* WHAT IS NEEDED:
Copy out the material below word for word, leaving the pictures out.

* MATERIAL PROVIDED:
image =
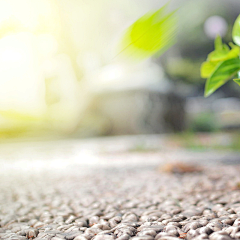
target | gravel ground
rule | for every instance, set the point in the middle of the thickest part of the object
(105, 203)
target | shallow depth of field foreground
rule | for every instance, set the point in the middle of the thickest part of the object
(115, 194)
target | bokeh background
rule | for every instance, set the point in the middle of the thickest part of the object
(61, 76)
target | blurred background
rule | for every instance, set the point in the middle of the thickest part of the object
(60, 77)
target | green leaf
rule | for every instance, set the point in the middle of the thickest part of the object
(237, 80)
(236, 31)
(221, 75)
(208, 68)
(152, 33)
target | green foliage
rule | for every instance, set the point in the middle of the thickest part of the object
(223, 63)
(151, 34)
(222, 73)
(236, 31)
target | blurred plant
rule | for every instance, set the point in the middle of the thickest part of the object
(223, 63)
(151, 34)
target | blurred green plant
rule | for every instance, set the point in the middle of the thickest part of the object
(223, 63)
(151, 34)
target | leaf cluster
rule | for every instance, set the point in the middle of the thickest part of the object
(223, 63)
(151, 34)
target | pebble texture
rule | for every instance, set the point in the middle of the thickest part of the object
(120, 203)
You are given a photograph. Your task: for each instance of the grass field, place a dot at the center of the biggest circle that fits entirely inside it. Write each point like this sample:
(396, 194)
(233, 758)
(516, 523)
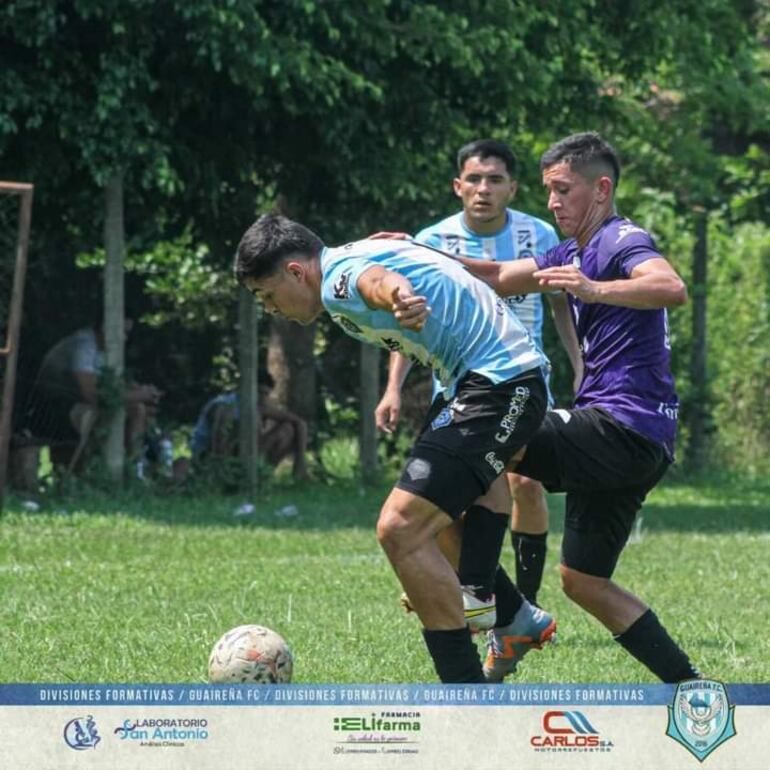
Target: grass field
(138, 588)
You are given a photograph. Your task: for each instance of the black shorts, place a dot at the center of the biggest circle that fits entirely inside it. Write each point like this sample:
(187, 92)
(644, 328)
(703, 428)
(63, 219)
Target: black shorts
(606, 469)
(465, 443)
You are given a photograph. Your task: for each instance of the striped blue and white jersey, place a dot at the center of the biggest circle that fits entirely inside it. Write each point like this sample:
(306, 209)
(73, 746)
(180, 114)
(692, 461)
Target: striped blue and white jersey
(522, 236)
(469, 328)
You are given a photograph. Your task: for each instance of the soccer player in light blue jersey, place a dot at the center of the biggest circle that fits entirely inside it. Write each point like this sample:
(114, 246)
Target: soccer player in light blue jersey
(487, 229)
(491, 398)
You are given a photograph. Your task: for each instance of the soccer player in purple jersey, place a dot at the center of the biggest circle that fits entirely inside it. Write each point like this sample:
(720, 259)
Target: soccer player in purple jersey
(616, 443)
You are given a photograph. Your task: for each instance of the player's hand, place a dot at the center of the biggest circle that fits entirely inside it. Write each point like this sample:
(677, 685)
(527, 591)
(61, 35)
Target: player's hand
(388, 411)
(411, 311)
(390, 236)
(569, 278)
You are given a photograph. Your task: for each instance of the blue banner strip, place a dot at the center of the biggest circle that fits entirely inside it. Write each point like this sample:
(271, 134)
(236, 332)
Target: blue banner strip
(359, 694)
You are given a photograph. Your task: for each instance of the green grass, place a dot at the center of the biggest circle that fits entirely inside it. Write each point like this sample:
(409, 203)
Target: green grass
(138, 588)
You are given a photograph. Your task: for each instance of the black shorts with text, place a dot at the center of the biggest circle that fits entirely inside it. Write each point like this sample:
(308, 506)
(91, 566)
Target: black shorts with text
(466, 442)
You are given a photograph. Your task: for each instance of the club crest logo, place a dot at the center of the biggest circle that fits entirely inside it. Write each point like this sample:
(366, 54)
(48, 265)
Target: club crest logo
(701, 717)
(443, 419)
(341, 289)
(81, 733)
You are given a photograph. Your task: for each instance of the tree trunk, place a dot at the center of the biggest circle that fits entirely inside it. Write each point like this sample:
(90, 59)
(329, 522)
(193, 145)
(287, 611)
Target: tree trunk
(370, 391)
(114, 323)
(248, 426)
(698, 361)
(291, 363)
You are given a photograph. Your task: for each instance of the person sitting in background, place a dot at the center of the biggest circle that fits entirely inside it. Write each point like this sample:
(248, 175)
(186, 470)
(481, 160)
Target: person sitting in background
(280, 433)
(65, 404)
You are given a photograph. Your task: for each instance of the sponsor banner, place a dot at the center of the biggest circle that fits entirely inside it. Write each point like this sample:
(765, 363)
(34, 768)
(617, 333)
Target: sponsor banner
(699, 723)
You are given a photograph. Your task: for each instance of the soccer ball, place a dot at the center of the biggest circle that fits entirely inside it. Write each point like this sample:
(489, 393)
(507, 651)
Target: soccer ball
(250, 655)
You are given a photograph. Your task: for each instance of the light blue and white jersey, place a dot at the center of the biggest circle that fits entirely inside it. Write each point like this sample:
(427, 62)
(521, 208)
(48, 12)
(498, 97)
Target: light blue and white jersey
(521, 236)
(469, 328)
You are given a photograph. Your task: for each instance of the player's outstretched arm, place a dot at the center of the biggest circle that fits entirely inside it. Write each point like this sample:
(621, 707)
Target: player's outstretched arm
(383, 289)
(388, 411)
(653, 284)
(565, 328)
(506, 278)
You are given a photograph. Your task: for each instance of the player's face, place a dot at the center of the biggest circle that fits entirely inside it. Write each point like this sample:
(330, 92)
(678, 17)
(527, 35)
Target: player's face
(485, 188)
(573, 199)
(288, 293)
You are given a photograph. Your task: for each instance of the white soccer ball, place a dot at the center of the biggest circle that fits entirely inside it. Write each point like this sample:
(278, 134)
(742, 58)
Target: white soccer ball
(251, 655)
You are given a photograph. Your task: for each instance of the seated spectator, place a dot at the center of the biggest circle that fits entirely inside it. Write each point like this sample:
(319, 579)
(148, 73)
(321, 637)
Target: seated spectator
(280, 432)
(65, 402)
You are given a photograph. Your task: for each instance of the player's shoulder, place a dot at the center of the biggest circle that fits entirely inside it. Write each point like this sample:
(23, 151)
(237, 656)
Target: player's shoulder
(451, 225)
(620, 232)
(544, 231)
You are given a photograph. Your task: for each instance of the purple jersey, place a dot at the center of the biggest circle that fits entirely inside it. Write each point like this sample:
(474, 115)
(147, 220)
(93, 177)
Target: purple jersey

* PROBLEM SOLUTION:
image =
target | gravel ground
rule | for every instance, set the point in the middle of the thickest part of the object
(105, 203)
target | shallow depth of field foreground
rule | for every instance, set the point in the middle of the thickest part of the object
(115, 194)
target | bokeh background
rule | for every instance, set the point in the middle of the thickest part of the object
(61, 76)
target | blurred background
rule | for every instance, set the point in the middle of the thickest part of the object
(60, 77)
target | green leaf
rule | for every instance, set the point in the middle of the thickest part of the object
(237, 80)
(236, 31)
(221, 75)
(208, 68)
(152, 33)
target | green foliage
rule | for every instance, set the point in the middle of the thickest part of the object
(223, 63)
(151, 34)
(222, 73)
(236, 31)
target | blurred plant
rule | for every instance, set the point in the middle of the thickest part of the object
(223, 63)
(151, 34)
target | blurred green plant
rule | for every instance, set the point in the middle of the thickest part of the object
(223, 63)
(151, 34)
target | leaf cluster
rule | for every instance, set the point in the middle of the thickest part of the object
(223, 63)
(151, 34)
target | pebble texture
rule | for every instance, set the point in the middle of the thickest part of the object
(120, 203)
You are given a photograph. Your task: for each instance of the grass field, place a dot at the center of the biggest circle that fits entirely inside it. Write each point like this sample:
(396, 194)
(233, 758)
(516, 523)
Target: grass field
(138, 588)
You are given a photograph. Your task: for each instance of the black shorts, place a dot at the center of the biggest circle that fits entirely inside it. Write each point like this sample:
(187, 92)
(644, 328)
(703, 428)
(63, 219)
Target: black shorts
(606, 469)
(465, 443)
You are given a photograph. Your task: for each instance of the striped blue and white jersey, place a dot at the center of the biggest circle that fits entirely inside it. Write each point like this sample:
(306, 209)
(73, 746)
(180, 114)
(692, 461)
Target: striped blue and white jersey
(522, 236)
(469, 328)
You are given a photograph. Your task: for each instance of the soccer player in light blue jersey, place a dot at the center of the biggest circle that fits entirely inside it. Write each point like this sample:
(114, 246)
Target: soccer player in light blue jersey
(487, 229)
(491, 398)
You are given a photograph. Your task: for each instance of the soccer player in purple jersey, place a dot at the center of the biggest circle that fits entirely inside it. Write each point like this sample:
(720, 259)
Target: soccer player in purple jersey
(616, 443)
You are given a photograph. Your task: for each instance of the player's hand, place a dot at the center of the biggest circle that fits entirely inside it. Write each point like this sample:
(677, 685)
(527, 591)
(61, 35)
Target: player's hand
(388, 411)
(411, 311)
(390, 236)
(569, 278)
You are given a photograph. Your task: for each instance of the blue banner strip, place a dot at the center of the biggest circle that fits entirely inside it. Write each point like this sample:
(271, 134)
(236, 332)
Target: blue banner strip
(359, 694)
You are given a photograph. Your task: for each instance of the green grass, place a dot at the center of the biggest circle that fits entirely inside it. Write each point like this sample:
(409, 203)
Target: green grass
(138, 588)
You are given a photograph. Your task: for each instance of the black shorts with text, place a dot at the center of the biggest circle that fits entirely inside it. Write each point like this sample:
(308, 506)
(91, 566)
Target: black shorts with text
(466, 442)
You are given a photograph. Your task: for each instance of the club crest logo, place a dot at the center of the biggest circle that fits entirely inside it. Write each point like this sample:
(366, 54)
(48, 265)
Target: club crest logo
(701, 717)
(443, 419)
(341, 289)
(81, 733)
You are given a photograph. Your task: for each instance of the tree trunk, place a dot at the center of the biggest circle that fits entirely inside it. Write each point like this sample:
(90, 59)
(329, 522)
(193, 145)
(287, 611)
Target: tree trunk
(370, 391)
(114, 323)
(248, 426)
(698, 361)
(291, 363)
You are given a photograph. Your task: for each instance of the person sitting in background, place a dot at the center of the biggest circle that fits entirely inside it. Write each point like this sample:
(248, 175)
(186, 470)
(481, 160)
Target: person sitting in background
(280, 433)
(65, 404)
You are given a photograph. Your task: for each instance of the sponsor banner, place a dot at the center of the biggest circle that fits entirely inside it. Write each point like this sample:
(765, 363)
(34, 768)
(617, 333)
Target: sponsor banner
(699, 723)
You are given a photograph. Your task: for each instance of the soccer ball, place a dot at the center of the biggest circle that fits entirely inside it. Write each point like this sample:
(489, 393)
(507, 651)
Target: soccer ball
(250, 655)
You are given a photograph. Your task: for each instance of the light blue and white jersey, place a dot at the center of the biggest circle that fits entirely inside it. Write each point like this sample:
(427, 62)
(521, 208)
(48, 12)
(498, 97)
Target: light blue and white jersey
(521, 236)
(469, 328)
You are given a photograph. Your task: for each instance of the player's outstretched arm, place a dot at the center of the biggest circle that fits entirely inside it. Write each point like this sample:
(621, 707)
Target: player's outstretched arm
(383, 289)
(388, 411)
(653, 284)
(565, 328)
(506, 278)
You are given a photograph. Your task: for each instance of the player's face, place a dot at the center of the biggest circle that fits entirely inside it. Write each point like this sample:
(330, 92)
(678, 17)
(527, 35)
Target: player's face
(485, 188)
(573, 199)
(288, 293)
You are given a photograph. Your task: for each instance of the white soccer ball, place a dot at the center of the biggest circle that fits entirely inside it. Write each point like this sample:
(278, 134)
(742, 58)
Target: white soccer ball
(251, 655)
You are given a photograph. Your task: for each instance of the seated spectator, place a dot at the center of the biggest circle that fits entirely inside it. Write each point like this sample:
(319, 579)
(148, 73)
(321, 637)
Target: seated spectator
(280, 432)
(65, 402)
You are given a photograph. Your task: for each instance of the player's shoulder, place a dot at the center of the biggest circle that fits entirely inside it. Write each point like this sample:
(23, 151)
(237, 656)
Target: player's shoulder
(451, 225)
(620, 232)
(544, 231)
You are given a photograph. Your task: for each instance of the purple jersey, place a dot at the center of the biggest circle that fits entirely inside it. Write each point like this sample:
(474, 115)
(147, 220)
(93, 177)
Target: purple jersey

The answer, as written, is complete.